EXERCISES TO COMPLETE:
1. Transcribe the part of the Zotero search instructions from "- Tags the user" to "Vault (if available)".
2. Answer these questions using the Zotero search instructions.
(a) What should be pulled from highly relevant papers during the annotation step?
(b) Which later command is BibTeX citation data said to be useful for?
(c) What is the heading of Step 0b?
3. Carry the Zotero search instructions further, beginning after the last line shown.

EXCERPTED PASSAGE:

Try calling a Zotero MCP tool (e.g., search). If it succeeds:

1. **Search by topic**: Use the Zotero search tool to find papers matching the research topic
2. **Read collections**: Check if the user has a relevant collection/folder for this topic
3. **Extract annotations**: For highly relevant papers, pull PDF highlights and notes — these represent what the user found important
4. **Export BibTeX**: Get citation data for relevant papers (useful for `/paper-write` later)
5. **Compile results**: For each relevant Zotero entry, extract:
   - Title, authors, year, venue
   - User's annotations/highlights (if any)
   - Tags the user assigned
   - Which collection it belongs to

> 📚 Zotero annotations are gold — they show what the user personally highlighted as important, which is far more valuable than generic summaries.

### Step 0b: Search Obsidian Vault (if available)

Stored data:
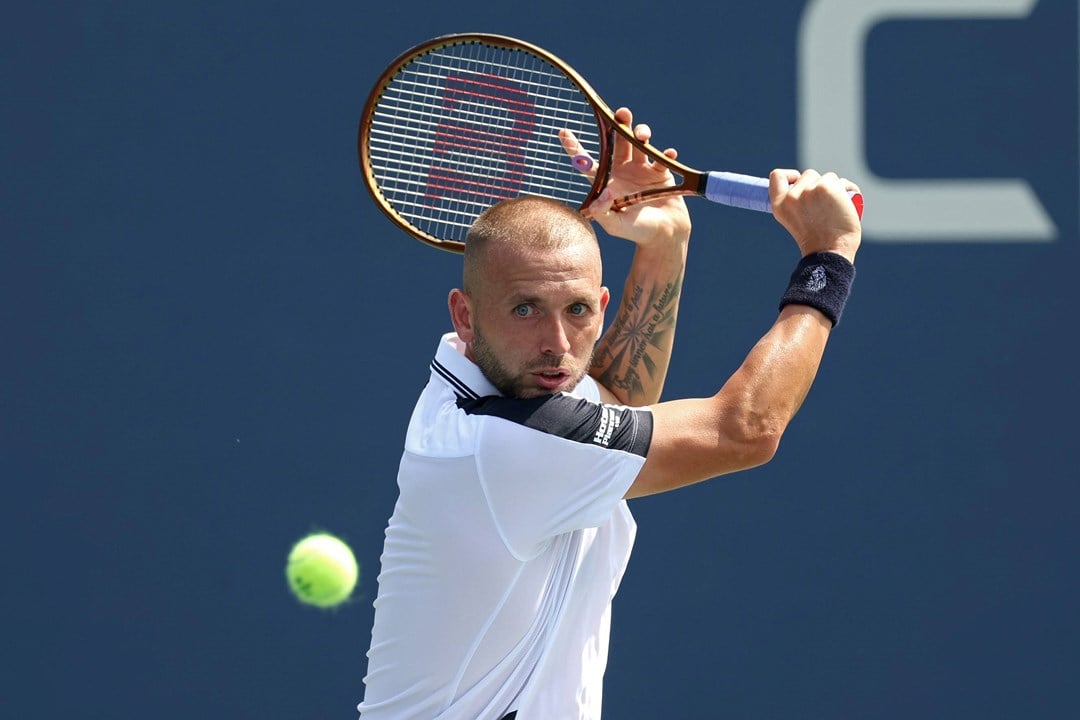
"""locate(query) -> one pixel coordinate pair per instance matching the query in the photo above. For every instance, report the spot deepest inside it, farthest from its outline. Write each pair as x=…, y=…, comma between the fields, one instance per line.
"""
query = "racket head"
x=462, y=121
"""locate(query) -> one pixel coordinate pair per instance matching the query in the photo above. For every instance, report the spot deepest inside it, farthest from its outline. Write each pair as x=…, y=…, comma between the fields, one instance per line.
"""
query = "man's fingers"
x=578, y=154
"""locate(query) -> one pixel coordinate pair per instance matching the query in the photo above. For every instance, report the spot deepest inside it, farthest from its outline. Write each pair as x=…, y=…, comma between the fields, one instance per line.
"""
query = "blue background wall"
x=212, y=341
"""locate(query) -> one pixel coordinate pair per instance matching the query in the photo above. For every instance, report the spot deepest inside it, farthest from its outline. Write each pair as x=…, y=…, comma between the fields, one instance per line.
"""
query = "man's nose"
x=554, y=341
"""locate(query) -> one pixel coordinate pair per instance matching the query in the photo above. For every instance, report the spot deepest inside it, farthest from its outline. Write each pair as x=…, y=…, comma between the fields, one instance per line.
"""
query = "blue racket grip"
x=751, y=192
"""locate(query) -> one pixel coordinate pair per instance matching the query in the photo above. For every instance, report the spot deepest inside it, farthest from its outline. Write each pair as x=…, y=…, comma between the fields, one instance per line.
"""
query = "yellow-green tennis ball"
x=322, y=570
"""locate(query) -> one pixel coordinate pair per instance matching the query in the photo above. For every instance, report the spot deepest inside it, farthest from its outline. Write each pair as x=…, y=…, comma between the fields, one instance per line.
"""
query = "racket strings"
x=463, y=126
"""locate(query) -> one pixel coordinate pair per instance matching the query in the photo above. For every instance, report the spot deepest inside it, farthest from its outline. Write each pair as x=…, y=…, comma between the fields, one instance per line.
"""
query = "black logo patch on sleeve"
x=595, y=423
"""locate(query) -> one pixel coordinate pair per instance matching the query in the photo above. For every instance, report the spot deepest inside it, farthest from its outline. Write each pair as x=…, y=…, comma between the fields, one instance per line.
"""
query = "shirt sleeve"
x=557, y=463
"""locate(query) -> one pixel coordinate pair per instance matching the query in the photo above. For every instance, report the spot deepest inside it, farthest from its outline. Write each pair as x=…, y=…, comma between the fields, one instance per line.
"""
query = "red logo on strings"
x=480, y=153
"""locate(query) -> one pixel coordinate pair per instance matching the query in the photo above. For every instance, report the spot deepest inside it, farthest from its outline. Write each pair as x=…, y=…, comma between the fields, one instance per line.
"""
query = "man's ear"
x=605, y=298
x=461, y=314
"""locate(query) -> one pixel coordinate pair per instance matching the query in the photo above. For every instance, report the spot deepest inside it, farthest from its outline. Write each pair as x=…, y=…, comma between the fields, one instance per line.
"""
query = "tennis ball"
x=322, y=570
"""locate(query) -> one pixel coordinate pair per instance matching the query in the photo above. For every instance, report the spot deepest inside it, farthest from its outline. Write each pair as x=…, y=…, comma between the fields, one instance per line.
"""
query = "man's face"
x=535, y=318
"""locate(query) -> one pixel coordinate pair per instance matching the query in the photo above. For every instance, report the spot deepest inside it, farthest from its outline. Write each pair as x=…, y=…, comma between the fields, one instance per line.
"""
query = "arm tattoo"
x=639, y=338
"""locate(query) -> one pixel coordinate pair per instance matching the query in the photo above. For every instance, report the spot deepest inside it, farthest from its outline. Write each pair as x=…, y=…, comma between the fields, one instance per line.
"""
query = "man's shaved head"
x=525, y=225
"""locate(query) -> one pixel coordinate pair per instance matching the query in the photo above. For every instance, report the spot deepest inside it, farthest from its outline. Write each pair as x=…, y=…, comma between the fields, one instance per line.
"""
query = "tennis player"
x=511, y=531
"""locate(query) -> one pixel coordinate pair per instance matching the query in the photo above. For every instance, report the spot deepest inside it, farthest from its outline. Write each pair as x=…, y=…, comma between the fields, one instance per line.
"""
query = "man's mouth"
x=551, y=379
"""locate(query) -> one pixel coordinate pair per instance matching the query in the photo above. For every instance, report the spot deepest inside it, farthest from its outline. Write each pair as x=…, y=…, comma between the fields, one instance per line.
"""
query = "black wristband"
x=822, y=281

TASK-BY-TASK ANSWERS:
1.
- Tags the user assigned
   - Which collection it belongs to

> 📚 Zotero annotations are gold — they show what the user personally highlighted as important, which is far more valuable than generic summaries.

### Step 0b: Search Obsidian Vault (if available)

2.
(a) PDF highlights and notes
(b) `/paper-write`
(c) Search Obsidian Vault (if available)

3.
**Skip this step entirely if Obsidian MCP is not configured.**

Try calling an Obsidian MCP tool (e.g., search). If it succeeds:

1. **Search vault**: Search for notes related to the research topic
2. **Check tags**: Look for notes tagged with relevant topics (e.g., `#diffusion-models`, `#paper-review`)
3. **Read research notes**: For relevant notes, extract the user's own summaries and insights
4. **Follow links**: If notes link to other relevant notes (wikilinks), follow them for additional context
5. **Compile results**: For each relevant note:
   - Note title and path
   - User's summary/insights
   - Links to other notes (research graph)
   - Any frontmatter metadata (paper URL, status, rating)

> 📝 Obsidian notes represent the user's **processed understanding** — more valuable than raw paper content for understanding their perspective.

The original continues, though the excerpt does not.